▶ Text shown:
Owing to this restriction, there is also no need to discuss
the question whether objections based upon the principle of
“nullum crimen” might be raised against secs. 2 and 4 of
the Nazi Punishment Law which refer expressly to offences
under the “Criminal Code Ordinance” of 1936. However –
should the Information be amended so as to apply a different
legal provision to the facts as charged – it will be
sufficient to state that the Criminal Code Ordinance
continues to be in force as new Israeli law. Although the
Ordinance continues to be in force as to its contents – more
or less – as enacted in 1936, its legal basis as part of
Israeli law, however, is only the provision of the
Declaration of Independence, dated 14 May 1948 – that the
law in force in Palestine on that date shall continue to be
in force, inasmuch as it is not in contradiction to the
legal principles embodied in the Declaration of Independence
– and the corresponding provision of sec. 11 of the “Law and
Administration Ordinance, 5708-1948,” dated 21 May 1948.

III. Crime against humanity[1] and the crime of membership
in an organization (as a crime against humanity in the wider
connotation) are offences unknown in Israeli law before the
enactment of the Nazis and Nazi Collaborators (Punishment)

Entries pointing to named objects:
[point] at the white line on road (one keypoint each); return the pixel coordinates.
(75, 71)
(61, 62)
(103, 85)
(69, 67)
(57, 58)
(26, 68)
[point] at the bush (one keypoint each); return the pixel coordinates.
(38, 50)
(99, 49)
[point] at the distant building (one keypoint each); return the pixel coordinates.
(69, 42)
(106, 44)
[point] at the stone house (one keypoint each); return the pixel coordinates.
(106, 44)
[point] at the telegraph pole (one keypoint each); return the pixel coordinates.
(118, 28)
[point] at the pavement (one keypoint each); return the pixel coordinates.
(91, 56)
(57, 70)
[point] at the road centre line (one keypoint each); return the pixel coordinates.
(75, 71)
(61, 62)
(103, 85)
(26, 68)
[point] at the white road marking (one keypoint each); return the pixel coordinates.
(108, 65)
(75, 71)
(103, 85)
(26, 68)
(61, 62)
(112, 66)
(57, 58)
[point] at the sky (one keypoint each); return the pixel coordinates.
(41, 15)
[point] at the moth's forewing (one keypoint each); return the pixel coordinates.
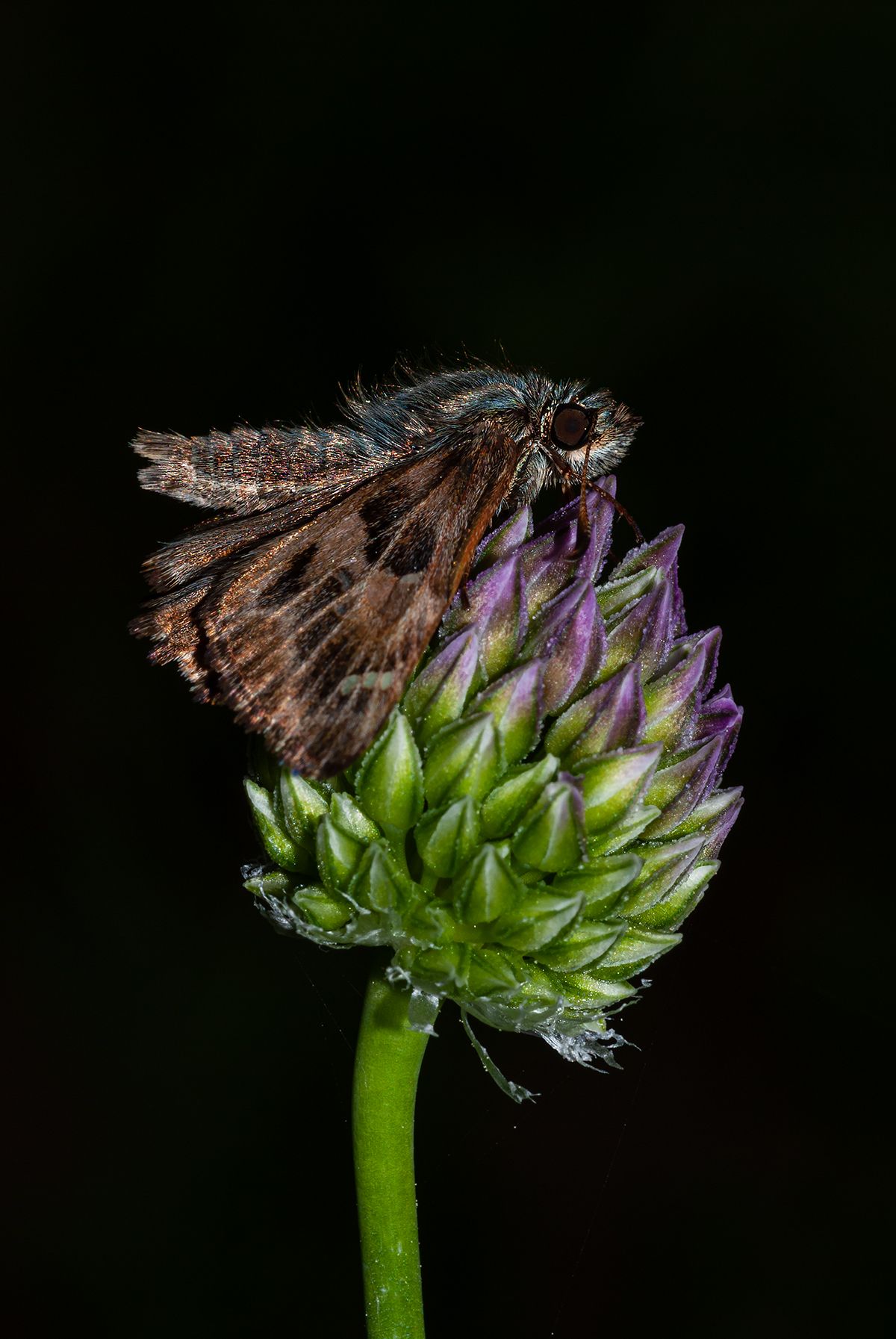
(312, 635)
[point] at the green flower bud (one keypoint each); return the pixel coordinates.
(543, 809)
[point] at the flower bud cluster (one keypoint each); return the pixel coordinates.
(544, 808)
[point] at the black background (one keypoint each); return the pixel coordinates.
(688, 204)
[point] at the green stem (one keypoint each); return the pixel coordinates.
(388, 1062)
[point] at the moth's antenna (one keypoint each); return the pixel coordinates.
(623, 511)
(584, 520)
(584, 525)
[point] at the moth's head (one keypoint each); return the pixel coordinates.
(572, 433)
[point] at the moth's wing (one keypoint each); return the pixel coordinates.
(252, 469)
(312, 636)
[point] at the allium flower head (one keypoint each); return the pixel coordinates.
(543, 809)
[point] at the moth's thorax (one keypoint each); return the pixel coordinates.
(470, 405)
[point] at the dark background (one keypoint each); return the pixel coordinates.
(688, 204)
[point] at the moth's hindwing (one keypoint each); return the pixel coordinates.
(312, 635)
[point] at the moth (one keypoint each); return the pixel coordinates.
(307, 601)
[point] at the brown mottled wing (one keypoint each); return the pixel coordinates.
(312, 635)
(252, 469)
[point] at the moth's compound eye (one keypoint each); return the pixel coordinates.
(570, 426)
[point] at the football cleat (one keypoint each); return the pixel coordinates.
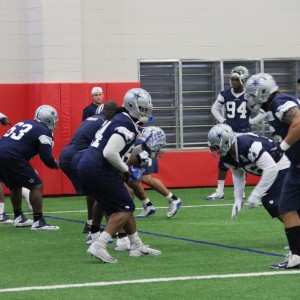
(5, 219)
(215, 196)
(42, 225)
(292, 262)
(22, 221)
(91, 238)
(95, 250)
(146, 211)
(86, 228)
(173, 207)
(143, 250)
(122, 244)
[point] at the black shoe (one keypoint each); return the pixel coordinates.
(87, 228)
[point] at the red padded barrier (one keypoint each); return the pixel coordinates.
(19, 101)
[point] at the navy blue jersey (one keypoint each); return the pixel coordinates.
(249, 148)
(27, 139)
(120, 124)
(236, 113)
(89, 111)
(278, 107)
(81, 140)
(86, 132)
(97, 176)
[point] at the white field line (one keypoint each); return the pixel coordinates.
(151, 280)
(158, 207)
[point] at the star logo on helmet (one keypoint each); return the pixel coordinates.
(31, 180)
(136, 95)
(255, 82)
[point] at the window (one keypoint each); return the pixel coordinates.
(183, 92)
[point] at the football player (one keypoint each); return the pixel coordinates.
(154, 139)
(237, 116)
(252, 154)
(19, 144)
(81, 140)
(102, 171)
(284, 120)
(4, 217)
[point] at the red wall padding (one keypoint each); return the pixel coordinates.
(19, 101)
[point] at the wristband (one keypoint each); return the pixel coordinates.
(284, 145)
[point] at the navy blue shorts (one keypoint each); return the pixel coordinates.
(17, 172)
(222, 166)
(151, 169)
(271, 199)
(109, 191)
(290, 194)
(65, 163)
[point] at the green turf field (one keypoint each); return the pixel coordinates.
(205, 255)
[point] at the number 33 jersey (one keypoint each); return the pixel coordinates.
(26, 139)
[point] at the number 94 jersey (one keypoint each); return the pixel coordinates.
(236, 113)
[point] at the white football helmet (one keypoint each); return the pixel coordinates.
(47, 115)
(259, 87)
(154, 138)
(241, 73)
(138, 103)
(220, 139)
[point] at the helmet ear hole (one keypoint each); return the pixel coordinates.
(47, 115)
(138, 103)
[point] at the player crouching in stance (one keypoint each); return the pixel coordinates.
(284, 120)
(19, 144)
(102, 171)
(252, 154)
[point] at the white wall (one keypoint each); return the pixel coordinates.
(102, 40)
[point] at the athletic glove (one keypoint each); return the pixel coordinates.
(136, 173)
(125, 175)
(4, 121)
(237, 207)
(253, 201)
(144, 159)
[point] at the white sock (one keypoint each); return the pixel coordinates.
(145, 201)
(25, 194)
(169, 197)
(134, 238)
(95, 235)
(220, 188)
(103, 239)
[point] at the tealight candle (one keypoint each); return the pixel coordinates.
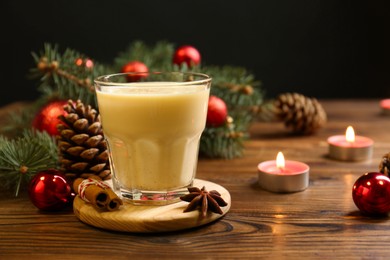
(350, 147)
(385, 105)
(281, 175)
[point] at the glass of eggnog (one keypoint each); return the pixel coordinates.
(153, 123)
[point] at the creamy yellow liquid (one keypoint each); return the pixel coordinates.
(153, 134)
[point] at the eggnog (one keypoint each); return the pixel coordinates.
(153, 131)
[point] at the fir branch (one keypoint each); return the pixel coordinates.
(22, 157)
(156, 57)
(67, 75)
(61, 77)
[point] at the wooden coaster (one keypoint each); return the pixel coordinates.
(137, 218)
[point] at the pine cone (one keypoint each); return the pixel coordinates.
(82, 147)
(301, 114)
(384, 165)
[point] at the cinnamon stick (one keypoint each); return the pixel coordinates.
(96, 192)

▶ What to do: Rewrite the stretch of the legal excerpt from "III. Crime against" through "Nazi Collaborators (Punishment)", switching "organization" to "association". Work only from the legal excerpt.

▶ Response below:
III. Crime against humanity[1] and the crime of membership
in an association (as a crime against humanity in the wider
connotation) are offences unknown in Israeli law before the
enactment of the Nazis and Nazi Collaborators (Punishment)